- **EXERCISE DESCRIPTION**
Copy verbatim the lines from the records below, starting at the line containing "For this dataset, tag each instance of the boulder" and ending at the line containing "[[57, 5], [15, 1], [19, 14]]", both included.

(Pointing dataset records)
+ + + + +
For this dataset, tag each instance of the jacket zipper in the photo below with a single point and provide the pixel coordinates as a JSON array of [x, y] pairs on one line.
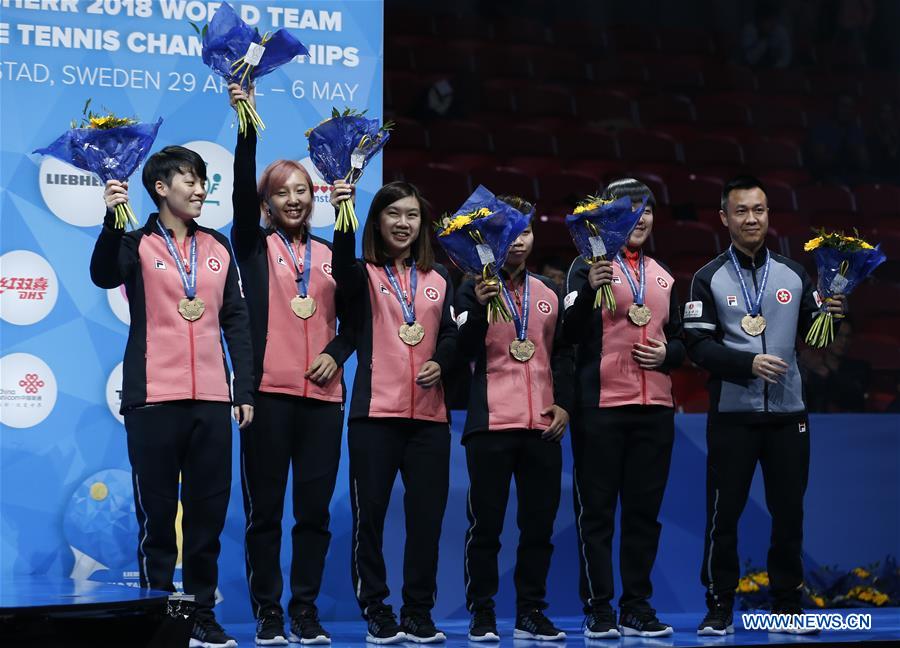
[[190, 332], [643, 371], [193, 363], [305, 325], [412, 385], [530, 403], [762, 337], [412, 364], [527, 368], [306, 364]]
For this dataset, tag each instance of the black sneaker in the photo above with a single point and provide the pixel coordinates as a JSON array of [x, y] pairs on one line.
[[207, 632], [270, 629], [719, 621], [791, 609], [601, 624], [419, 628], [306, 629], [642, 622], [534, 625], [483, 626], [383, 626]]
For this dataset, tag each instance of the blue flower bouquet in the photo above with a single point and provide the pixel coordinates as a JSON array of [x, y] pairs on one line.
[[599, 229], [477, 239], [340, 148], [111, 147], [238, 53], [842, 263]]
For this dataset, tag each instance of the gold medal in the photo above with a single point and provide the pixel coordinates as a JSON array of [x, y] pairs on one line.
[[521, 350], [412, 334], [191, 309], [303, 307], [639, 315], [753, 325]]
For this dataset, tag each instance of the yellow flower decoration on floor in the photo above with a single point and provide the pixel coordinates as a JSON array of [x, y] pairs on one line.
[[761, 578]]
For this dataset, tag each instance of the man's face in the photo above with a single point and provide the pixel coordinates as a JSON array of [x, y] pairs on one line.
[[747, 217]]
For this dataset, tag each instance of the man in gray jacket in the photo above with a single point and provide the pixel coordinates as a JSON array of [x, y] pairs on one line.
[[746, 308]]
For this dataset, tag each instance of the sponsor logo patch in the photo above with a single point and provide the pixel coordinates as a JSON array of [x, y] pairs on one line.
[[693, 310]]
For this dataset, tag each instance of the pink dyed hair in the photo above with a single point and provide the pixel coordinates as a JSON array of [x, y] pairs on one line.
[[274, 176]]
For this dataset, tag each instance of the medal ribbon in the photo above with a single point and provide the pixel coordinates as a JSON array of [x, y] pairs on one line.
[[636, 292], [409, 307], [753, 308], [521, 321], [303, 271], [189, 282]]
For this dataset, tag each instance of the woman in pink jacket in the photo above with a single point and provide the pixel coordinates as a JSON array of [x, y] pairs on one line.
[[623, 421], [398, 306]]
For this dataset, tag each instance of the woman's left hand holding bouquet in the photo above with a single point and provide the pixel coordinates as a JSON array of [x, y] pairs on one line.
[[485, 291], [237, 93], [115, 194], [341, 192], [836, 305]]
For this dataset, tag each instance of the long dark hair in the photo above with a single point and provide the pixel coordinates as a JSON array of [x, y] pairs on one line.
[[634, 189], [373, 244]]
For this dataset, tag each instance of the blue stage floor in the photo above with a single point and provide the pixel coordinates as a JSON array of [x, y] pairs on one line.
[[885, 628]]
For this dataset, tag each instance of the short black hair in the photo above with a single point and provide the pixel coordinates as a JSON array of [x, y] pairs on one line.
[[374, 250], [165, 163], [739, 183], [634, 189]]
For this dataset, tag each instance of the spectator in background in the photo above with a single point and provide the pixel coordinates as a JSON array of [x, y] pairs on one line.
[[837, 145], [884, 144], [835, 382], [766, 41], [854, 20], [553, 268]]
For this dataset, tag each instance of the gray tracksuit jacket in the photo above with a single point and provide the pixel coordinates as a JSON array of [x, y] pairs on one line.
[[717, 343]]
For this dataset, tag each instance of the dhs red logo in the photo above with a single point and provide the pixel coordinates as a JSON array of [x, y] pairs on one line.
[[32, 383], [27, 288]]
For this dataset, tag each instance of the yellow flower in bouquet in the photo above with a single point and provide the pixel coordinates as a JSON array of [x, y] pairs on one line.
[[451, 225], [590, 204], [843, 262]]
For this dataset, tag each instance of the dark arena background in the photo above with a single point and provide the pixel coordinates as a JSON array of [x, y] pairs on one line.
[[550, 101]]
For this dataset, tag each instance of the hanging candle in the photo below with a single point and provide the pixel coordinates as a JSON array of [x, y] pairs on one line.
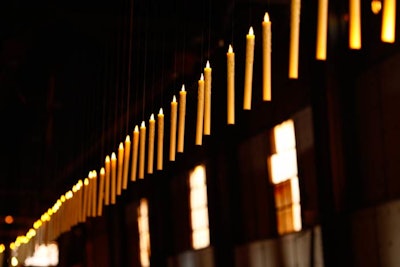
[[160, 139], [322, 30], [181, 120], [230, 84], [207, 99], [142, 149], [294, 39], [248, 71], [135, 153], [200, 111], [127, 151], [172, 140], [150, 158], [266, 38]]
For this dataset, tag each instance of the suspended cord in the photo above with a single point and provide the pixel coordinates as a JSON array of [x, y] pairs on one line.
[[129, 66]]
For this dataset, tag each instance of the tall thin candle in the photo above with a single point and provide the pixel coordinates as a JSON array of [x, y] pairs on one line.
[[142, 149], [266, 38], [207, 98], [107, 168], [135, 153], [120, 162], [248, 71], [160, 139], [294, 39], [200, 111], [181, 120], [101, 192], [127, 151], [150, 154], [322, 30], [388, 30], [172, 139], [230, 84], [113, 177], [355, 24]]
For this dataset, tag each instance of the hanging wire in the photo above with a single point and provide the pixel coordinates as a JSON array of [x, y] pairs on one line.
[[128, 96]]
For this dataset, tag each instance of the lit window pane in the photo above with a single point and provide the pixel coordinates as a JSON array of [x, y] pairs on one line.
[[198, 197], [199, 218], [198, 177], [283, 166], [284, 136], [201, 238]]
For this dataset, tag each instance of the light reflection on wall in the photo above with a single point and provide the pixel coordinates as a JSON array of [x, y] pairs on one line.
[[44, 256]]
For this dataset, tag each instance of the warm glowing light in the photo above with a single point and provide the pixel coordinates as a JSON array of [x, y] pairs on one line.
[[354, 24], [144, 233], [388, 21], [376, 6], [199, 208], [9, 219], [14, 261], [248, 72], [322, 29]]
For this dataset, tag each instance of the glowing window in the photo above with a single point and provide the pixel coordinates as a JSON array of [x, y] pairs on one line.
[[144, 233], [199, 208], [283, 173]]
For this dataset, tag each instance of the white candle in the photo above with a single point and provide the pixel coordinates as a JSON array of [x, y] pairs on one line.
[[388, 31], [107, 167], [135, 153], [120, 160], [142, 147], [207, 99], [127, 151], [248, 71], [101, 192], [354, 24], [230, 84], [150, 158], [294, 39], [172, 140], [266, 38], [200, 111], [181, 120], [160, 139], [94, 192], [322, 30], [113, 177]]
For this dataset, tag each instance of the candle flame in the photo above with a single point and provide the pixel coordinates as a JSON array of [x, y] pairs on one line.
[[251, 31], [266, 17]]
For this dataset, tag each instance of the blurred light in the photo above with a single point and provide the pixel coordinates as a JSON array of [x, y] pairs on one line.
[[14, 261], [376, 6], [9, 219]]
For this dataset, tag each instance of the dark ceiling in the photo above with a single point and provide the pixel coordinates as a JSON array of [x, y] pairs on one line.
[[72, 80]]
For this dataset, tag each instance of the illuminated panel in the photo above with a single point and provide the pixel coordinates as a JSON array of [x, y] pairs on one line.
[[144, 233], [199, 208], [283, 173]]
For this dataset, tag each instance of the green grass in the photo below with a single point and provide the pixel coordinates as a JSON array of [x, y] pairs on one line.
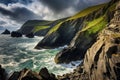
[[80, 14], [38, 28], [112, 8], [87, 11]]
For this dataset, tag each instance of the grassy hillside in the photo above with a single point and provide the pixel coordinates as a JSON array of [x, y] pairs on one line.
[[78, 15]]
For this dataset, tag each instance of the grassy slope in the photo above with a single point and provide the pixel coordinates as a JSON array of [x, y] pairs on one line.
[[80, 14]]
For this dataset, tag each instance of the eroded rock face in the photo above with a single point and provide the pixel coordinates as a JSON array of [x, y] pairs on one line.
[[80, 43], [27, 74], [3, 74], [6, 32], [102, 61]]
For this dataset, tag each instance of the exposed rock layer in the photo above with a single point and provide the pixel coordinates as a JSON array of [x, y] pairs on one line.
[[83, 40]]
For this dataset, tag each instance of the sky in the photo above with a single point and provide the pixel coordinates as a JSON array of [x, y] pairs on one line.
[[13, 13]]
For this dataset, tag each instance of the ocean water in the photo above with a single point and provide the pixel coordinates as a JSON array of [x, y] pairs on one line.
[[19, 53]]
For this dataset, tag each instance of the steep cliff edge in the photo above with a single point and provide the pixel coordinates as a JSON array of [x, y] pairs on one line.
[[102, 60], [62, 33], [31, 26], [87, 36]]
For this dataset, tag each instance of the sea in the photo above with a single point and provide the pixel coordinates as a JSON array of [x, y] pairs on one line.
[[19, 53]]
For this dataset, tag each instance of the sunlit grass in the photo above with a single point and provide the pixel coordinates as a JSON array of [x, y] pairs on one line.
[[38, 28]]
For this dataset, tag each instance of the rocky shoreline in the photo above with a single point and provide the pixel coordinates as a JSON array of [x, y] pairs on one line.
[[101, 60]]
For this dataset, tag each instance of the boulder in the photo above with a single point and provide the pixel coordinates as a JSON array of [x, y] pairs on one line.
[[30, 35], [16, 34], [6, 32], [25, 74], [46, 75]]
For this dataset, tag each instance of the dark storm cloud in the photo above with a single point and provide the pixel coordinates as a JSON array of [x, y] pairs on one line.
[[57, 5], [15, 1], [19, 14]]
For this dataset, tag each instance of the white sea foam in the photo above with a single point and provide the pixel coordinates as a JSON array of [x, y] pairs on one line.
[[20, 53]]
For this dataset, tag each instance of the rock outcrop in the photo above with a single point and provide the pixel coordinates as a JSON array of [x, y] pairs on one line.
[[29, 26], [6, 32], [102, 59], [30, 35], [3, 74], [27, 74], [85, 38], [16, 34]]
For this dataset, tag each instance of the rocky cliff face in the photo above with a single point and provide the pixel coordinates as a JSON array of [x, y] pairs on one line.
[[30, 25], [87, 36], [102, 60], [68, 28]]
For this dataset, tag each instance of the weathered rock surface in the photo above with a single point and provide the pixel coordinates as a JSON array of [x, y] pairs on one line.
[[6, 32], [83, 40], [16, 34], [61, 36], [27, 74], [102, 60], [30, 25], [3, 74]]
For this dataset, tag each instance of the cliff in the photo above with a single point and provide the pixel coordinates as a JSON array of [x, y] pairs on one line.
[[38, 27], [102, 59], [63, 32], [84, 38]]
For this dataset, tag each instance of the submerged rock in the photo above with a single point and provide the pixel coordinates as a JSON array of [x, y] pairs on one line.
[[30, 35], [16, 34], [27, 74], [6, 32]]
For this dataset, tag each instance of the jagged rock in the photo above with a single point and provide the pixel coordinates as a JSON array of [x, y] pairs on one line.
[[61, 36], [27, 74], [102, 59], [30, 35], [83, 40], [46, 75], [6, 32], [3, 74], [16, 34]]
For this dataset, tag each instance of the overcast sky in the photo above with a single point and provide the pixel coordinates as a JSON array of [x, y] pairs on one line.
[[13, 13]]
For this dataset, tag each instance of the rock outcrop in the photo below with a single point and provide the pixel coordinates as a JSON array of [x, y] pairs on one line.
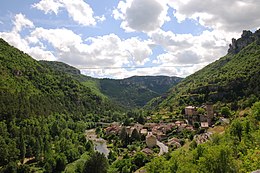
[[247, 38]]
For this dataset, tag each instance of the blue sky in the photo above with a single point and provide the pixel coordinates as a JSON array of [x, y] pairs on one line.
[[164, 37]]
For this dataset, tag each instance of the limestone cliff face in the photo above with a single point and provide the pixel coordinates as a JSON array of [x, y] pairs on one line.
[[247, 38]]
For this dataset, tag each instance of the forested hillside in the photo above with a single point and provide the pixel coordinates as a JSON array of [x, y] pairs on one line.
[[43, 114], [133, 92], [235, 151], [233, 79]]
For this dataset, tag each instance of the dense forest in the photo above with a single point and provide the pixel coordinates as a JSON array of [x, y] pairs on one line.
[[130, 93], [44, 114], [237, 150], [46, 108], [233, 79]]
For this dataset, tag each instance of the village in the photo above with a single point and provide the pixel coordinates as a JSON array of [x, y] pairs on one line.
[[171, 134]]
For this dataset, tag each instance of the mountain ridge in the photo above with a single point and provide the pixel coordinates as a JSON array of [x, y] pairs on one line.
[[132, 92], [232, 79]]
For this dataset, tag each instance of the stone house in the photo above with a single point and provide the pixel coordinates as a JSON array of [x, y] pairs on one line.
[[150, 140]]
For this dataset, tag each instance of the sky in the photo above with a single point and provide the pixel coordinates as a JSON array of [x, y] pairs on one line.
[[118, 39]]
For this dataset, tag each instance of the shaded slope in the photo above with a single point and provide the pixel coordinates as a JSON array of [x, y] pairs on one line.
[[133, 92], [234, 78], [30, 88]]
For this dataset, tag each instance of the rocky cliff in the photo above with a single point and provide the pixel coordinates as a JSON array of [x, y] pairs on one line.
[[247, 38]]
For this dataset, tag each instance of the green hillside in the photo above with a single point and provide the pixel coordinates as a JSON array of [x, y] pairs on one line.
[[43, 114], [233, 79], [133, 92], [138, 90]]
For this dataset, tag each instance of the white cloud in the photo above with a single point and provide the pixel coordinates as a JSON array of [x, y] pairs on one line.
[[231, 15], [48, 6], [14, 38], [21, 22], [78, 10], [102, 51], [141, 15], [190, 52]]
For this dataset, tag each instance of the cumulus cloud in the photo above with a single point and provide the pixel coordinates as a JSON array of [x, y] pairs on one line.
[[231, 15], [14, 37], [20, 22], [102, 51], [78, 10], [141, 15]]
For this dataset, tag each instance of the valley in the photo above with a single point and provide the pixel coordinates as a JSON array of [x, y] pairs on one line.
[[55, 119]]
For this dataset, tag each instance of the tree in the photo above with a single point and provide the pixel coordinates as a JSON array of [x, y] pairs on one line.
[[61, 162], [97, 163], [124, 136], [256, 111], [201, 111], [135, 135], [236, 129], [225, 111], [141, 119]]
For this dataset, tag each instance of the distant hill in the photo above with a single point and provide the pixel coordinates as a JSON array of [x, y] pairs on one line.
[[233, 79], [136, 91], [133, 92], [41, 89]]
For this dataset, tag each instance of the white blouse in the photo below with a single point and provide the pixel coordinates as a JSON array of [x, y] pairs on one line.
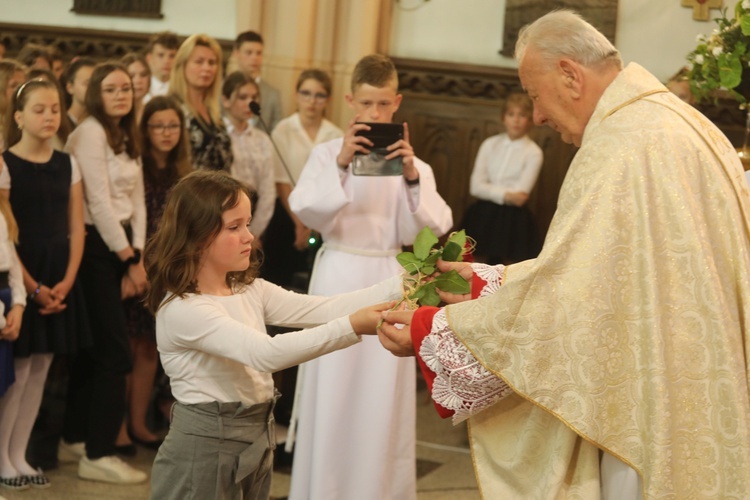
[[253, 165], [295, 145], [216, 348], [113, 186], [504, 165]]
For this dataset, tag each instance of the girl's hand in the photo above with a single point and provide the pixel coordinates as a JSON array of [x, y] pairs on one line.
[[365, 321], [516, 198], [395, 339], [61, 290], [12, 323]]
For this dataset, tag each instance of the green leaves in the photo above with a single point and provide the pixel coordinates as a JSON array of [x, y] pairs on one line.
[[719, 62], [424, 242], [421, 264]]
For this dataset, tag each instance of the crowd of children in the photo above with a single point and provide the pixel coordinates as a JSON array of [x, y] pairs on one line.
[[154, 162]]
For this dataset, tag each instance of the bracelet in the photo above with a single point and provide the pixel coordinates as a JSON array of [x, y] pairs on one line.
[[36, 292]]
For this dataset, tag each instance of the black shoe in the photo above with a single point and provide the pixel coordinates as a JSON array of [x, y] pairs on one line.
[[152, 445], [126, 450], [16, 483]]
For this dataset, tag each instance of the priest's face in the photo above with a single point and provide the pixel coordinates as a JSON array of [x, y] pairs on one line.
[[553, 96]]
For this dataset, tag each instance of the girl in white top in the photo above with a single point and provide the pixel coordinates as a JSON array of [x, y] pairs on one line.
+ + + + +
- **TASK OUTPUT**
For this dataset, tag each instance of the boulder in the photo above with a single point and provide the pixel coordinates as a JSON array of [x, y] pairs on one line.
[[30, 35], [16, 34], [6, 32], [25, 74], [46, 75]]
For this dataset, tag each instance of the dark storm cloud in the photo above with a single point and provide the pixel coordinates as a JSON array of [x, y] pairs on one line.
[[57, 5], [15, 1], [19, 14]]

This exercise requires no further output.